Task to complete – Only one stretch of the data below should be repeated: the lines from the line containing "Target: lagoon" through the line containing "[locate] tall palm", inclusive, exactly as they are.

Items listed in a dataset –

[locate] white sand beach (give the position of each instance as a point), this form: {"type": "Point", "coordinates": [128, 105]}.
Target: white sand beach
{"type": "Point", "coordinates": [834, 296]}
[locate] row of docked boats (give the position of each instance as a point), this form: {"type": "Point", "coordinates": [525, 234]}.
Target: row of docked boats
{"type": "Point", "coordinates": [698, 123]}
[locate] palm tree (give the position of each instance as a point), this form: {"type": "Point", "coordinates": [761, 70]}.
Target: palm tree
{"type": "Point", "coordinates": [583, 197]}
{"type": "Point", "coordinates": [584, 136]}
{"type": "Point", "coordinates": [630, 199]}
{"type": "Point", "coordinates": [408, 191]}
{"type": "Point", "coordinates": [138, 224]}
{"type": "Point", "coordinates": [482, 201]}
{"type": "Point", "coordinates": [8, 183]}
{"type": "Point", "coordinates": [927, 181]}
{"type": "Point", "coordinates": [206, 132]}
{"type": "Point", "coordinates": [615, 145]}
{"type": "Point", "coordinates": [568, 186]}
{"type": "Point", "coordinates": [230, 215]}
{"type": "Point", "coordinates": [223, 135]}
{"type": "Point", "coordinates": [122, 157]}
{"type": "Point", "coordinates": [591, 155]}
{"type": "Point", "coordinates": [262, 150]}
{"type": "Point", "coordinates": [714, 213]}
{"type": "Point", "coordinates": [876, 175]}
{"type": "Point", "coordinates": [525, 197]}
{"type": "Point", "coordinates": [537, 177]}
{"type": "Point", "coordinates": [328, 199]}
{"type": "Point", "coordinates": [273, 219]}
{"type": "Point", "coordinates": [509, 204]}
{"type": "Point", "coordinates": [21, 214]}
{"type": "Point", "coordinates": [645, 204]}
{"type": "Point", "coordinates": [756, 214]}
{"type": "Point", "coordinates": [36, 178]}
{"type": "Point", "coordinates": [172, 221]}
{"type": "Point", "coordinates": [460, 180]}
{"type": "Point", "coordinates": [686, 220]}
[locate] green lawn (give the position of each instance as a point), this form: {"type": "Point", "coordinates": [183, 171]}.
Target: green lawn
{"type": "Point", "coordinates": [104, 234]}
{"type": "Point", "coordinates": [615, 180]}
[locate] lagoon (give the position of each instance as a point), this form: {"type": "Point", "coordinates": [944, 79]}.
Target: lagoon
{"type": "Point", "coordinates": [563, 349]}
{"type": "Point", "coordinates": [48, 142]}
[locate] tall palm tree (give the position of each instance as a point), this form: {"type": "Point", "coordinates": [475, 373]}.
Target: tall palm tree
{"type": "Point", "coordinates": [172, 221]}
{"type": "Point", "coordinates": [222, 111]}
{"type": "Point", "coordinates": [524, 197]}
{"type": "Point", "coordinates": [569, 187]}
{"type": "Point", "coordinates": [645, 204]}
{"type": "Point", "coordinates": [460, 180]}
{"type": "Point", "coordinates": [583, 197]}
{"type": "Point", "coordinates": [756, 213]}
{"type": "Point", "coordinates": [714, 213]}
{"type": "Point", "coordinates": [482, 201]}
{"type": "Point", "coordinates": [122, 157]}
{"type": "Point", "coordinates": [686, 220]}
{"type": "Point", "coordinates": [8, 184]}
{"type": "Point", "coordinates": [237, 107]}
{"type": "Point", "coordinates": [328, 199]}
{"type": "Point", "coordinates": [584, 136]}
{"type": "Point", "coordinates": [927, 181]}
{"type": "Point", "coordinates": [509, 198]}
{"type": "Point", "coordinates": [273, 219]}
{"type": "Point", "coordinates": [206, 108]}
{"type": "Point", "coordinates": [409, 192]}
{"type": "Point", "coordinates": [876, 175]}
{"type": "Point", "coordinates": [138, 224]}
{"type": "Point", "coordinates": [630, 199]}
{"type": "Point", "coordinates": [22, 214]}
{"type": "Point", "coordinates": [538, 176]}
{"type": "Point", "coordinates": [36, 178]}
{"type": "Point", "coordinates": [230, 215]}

Exercise solution –
Target: lagoon
{"type": "Point", "coordinates": [563, 349]}
{"type": "Point", "coordinates": [48, 142]}
[locate] tall palm tree (give the position of each instance as a point), this form: {"type": "Point", "coordinates": [475, 373]}.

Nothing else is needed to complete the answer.